• **Provided records**
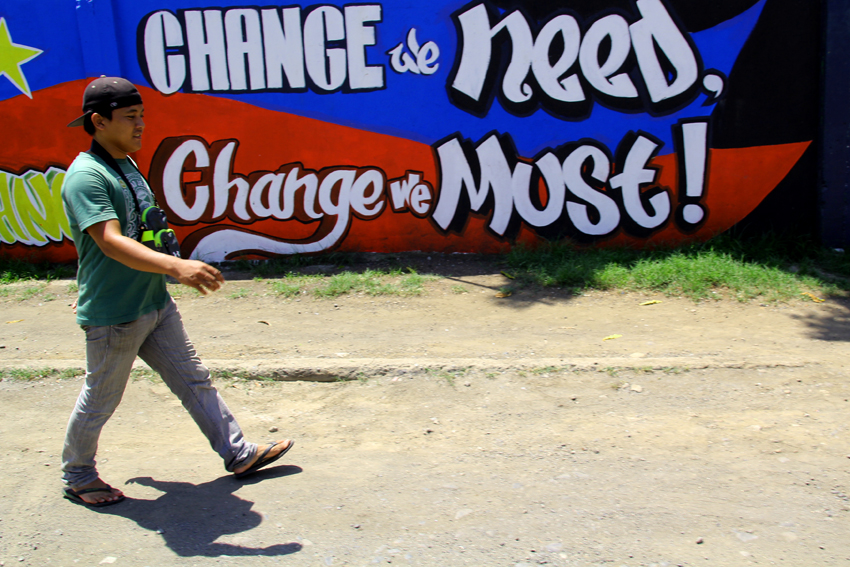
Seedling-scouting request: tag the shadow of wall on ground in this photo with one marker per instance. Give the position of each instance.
(190, 518)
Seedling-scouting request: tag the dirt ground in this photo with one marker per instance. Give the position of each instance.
(452, 428)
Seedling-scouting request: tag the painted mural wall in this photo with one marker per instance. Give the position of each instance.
(404, 125)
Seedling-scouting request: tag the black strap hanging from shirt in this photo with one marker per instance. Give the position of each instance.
(101, 152)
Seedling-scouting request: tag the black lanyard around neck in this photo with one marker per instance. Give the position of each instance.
(101, 152)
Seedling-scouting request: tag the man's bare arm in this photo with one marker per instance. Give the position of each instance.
(107, 235)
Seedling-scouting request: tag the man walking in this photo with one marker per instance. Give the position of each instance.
(123, 305)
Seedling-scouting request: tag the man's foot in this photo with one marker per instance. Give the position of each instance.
(96, 493)
(265, 455)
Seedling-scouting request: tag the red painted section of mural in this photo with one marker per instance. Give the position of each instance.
(738, 179)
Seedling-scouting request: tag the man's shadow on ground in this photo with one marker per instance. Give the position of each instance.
(190, 518)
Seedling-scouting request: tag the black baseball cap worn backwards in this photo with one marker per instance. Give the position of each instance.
(107, 93)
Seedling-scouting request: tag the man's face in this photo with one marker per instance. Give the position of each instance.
(124, 130)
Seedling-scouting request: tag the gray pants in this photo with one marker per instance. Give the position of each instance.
(160, 340)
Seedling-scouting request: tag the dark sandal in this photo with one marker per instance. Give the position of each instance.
(262, 461)
(75, 496)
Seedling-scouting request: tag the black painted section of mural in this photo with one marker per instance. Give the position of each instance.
(773, 94)
(774, 98)
(835, 168)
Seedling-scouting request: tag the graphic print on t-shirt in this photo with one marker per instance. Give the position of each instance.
(144, 196)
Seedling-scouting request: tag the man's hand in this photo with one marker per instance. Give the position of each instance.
(198, 275)
(201, 276)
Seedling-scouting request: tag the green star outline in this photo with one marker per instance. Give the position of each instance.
(12, 56)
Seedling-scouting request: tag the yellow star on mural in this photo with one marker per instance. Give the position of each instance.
(12, 56)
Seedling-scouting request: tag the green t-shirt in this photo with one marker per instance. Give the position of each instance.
(110, 292)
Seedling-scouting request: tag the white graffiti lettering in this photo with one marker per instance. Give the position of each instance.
(252, 49)
(579, 189)
(423, 60)
(411, 193)
(665, 60)
(329, 197)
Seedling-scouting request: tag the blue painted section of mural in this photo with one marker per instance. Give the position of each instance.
(415, 106)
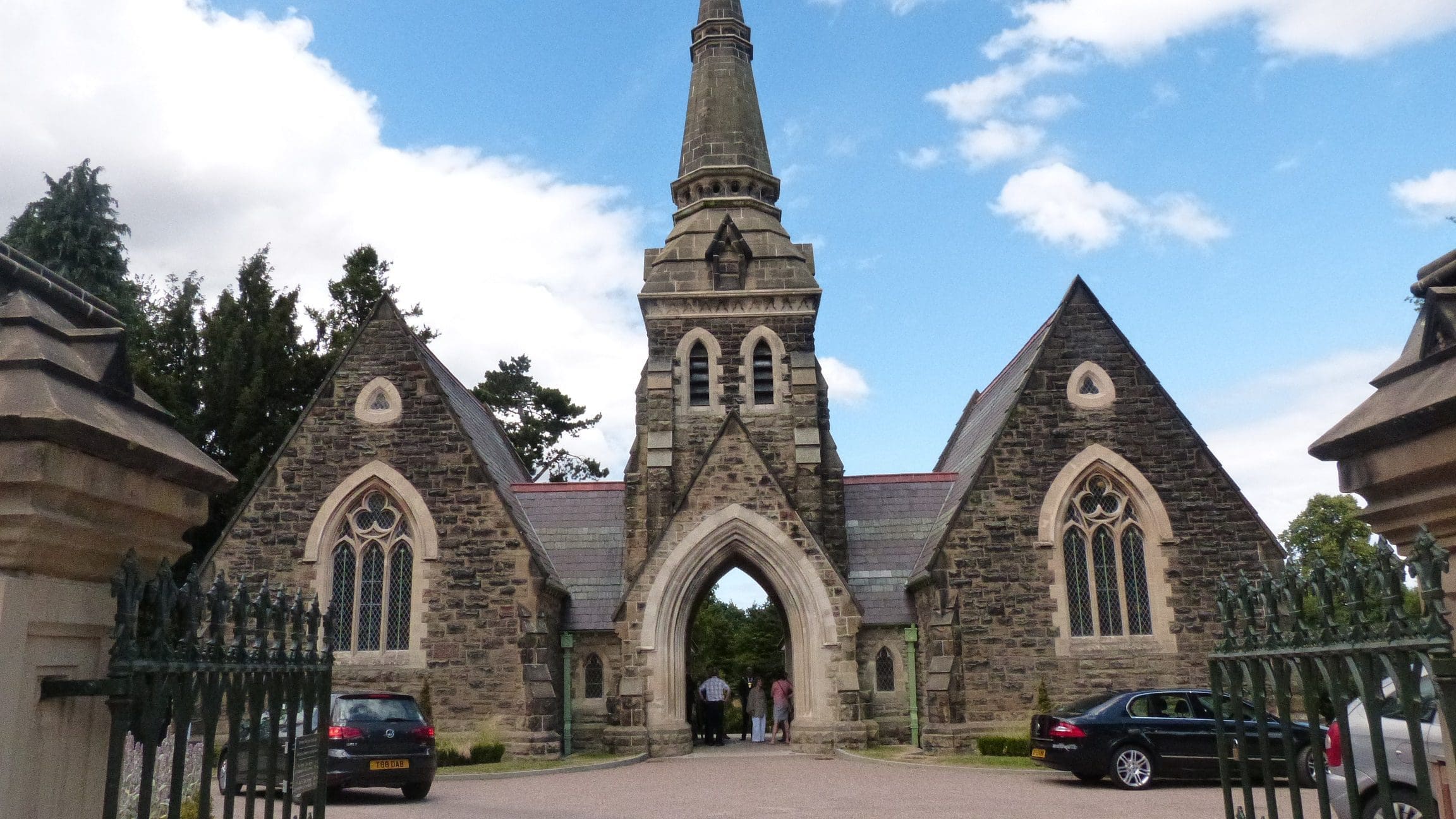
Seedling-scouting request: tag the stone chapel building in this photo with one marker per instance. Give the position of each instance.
(1069, 534)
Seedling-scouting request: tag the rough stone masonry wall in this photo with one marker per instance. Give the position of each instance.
(736, 474)
(993, 570)
(481, 598)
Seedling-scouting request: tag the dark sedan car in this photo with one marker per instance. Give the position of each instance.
(376, 739)
(1141, 736)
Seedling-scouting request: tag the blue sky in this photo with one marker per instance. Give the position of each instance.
(1227, 175)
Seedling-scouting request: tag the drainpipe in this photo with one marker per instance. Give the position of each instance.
(913, 685)
(568, 640)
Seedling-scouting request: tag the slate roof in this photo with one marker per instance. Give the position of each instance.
(581, 526)
(978, 430)
(68, 379)
(887, 519)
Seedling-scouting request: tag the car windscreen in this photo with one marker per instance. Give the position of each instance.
(377, 710)
(1083, 707)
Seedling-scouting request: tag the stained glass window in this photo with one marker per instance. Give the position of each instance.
(698, 384)
(372, 586)
(593, 678)
(762, 373)
(884, 670)
(1103, 551)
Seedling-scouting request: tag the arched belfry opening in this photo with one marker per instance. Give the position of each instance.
(739, 538)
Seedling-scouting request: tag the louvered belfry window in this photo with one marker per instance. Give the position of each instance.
(373, 576)
(593, 678)
(698, 384)
(884, 670)
(1105, 566)
(762, 373)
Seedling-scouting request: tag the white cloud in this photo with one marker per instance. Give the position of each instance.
(1279, 416)
(1127, 30)
(221, 135)
(1065, 207)
(1430, 197)
(999, 142)
(979, 99)
(846, 385)
(922, 159)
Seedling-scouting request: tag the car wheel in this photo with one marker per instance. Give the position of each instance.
(1305, 763)
(1132, 768)
(222, 775)
(1407, 805)
(417, 791)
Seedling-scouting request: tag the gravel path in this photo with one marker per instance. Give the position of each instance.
(794, 786)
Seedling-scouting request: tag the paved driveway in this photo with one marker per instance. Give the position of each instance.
(788, 786)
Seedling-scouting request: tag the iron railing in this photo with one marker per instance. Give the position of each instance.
(190, 659)
(1363, 646)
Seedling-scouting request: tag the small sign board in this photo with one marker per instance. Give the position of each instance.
(305, 765)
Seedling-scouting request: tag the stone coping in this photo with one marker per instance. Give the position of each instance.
(545, 772)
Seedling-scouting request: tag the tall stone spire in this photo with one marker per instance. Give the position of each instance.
(725, 154)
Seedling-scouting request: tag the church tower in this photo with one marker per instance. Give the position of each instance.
(730, 305)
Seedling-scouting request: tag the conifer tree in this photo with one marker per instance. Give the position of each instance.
(73, 229)
(260, 373)
(353, 296)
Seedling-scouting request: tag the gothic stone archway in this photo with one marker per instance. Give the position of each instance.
(822, 629)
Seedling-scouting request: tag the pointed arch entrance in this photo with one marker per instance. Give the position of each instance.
(739, 537)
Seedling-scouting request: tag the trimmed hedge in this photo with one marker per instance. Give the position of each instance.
(1004, 746)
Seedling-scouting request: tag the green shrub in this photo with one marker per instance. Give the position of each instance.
(1004, 745)
(487, 753)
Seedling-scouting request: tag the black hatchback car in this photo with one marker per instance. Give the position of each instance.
(376, 739)
(1139, 736)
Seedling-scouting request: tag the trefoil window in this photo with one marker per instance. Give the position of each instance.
(373, 576)
(884, 670)
(762, 373)
(1104, 559)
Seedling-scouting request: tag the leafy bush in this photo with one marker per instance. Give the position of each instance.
(1004, 745)
(487, 753)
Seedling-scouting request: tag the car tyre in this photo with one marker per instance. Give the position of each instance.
(222, 775)
(1305, 763)
(417, 791)
(1132, 768)
(1407, 805)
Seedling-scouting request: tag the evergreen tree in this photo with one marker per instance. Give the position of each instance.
(353, 296)
(537, 418)
(258, 377)
(169, 351)
(73, 229)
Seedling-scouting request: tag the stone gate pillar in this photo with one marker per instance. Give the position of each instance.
(89, 470)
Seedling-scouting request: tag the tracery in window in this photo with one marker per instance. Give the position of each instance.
(372, 605)
(593, 682)
(884, 669)
(700, 388)
(762, 372)
(1107, 583)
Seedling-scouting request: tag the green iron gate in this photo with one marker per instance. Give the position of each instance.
(1359, 650)
(190, 660)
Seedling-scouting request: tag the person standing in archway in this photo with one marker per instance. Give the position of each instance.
(782, 707)
(715, 691)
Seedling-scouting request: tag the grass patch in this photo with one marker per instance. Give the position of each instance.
(906, 754)
(514, 764)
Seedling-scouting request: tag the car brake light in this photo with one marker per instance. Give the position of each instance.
(1066, 731)
(1334, 749)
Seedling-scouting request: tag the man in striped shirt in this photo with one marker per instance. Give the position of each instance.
(715, 694)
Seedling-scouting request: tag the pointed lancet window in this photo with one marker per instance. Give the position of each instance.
(762, 373)
(700, 388)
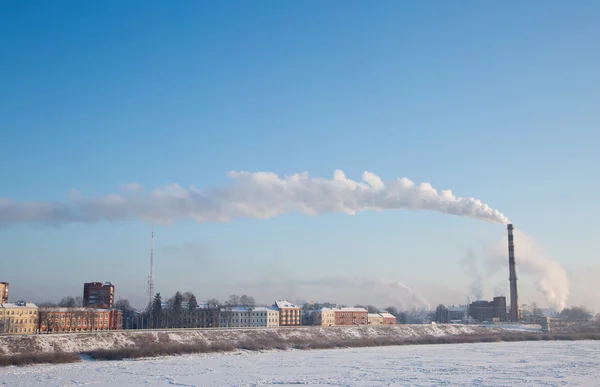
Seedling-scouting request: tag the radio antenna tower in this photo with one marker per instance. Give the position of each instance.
(151, 277)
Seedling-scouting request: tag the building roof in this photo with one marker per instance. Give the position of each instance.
(285, 304)
(265, 309)
(247, 309)
(325, 310)
(11, 305)
(351, 310)
(76, 309)
(460, 309)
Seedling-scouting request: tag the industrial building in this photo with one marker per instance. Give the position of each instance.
(514, 315)
(3, 292)
(98, 295)
(489, 310)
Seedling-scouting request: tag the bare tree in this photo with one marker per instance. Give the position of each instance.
(212, 314)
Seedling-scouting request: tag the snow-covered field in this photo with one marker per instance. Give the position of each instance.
(574, 363)
(82, 342)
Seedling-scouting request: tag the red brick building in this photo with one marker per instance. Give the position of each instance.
(98, 295)
(61, 320)
(351, 316)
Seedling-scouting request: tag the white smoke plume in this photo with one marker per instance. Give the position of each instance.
(381, 292)
(470, 265)
(251, 195)
(551, 278)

• **Exercise details**
With the line containing "Seedling-scouting request: tag the industrial" as the first and the last line above as the final one, copy those lines exactly and no others.

• **Result**
Seedling-scouting request: tag the industrial building in this photo with one marker per instance. Give the position of each instance.
(514, 315)
(3, 292)
(98, 295)
(489, 310)
Seedling-scouting request: tag the bare tree in this photo with one marker per instance. Give the position of each instance.
(212, 314)
Seedling-scouting request: tag the snow-covered field in this photo with one marker per instance. Give the position of each instance.
(574, 363)
(82, 342)
Seedling-scouting request: tag the red brick building in this photo with one marker per instance. Give the position of each instance.
(98, 295)
(61, 320)
(351, 316)
Seedling-scouting request: tag the white smoke plume in this photo with one marker per instance. Give the position of each instance.
(381, 292)
(470, 265)
(251, 195)
(551, 278)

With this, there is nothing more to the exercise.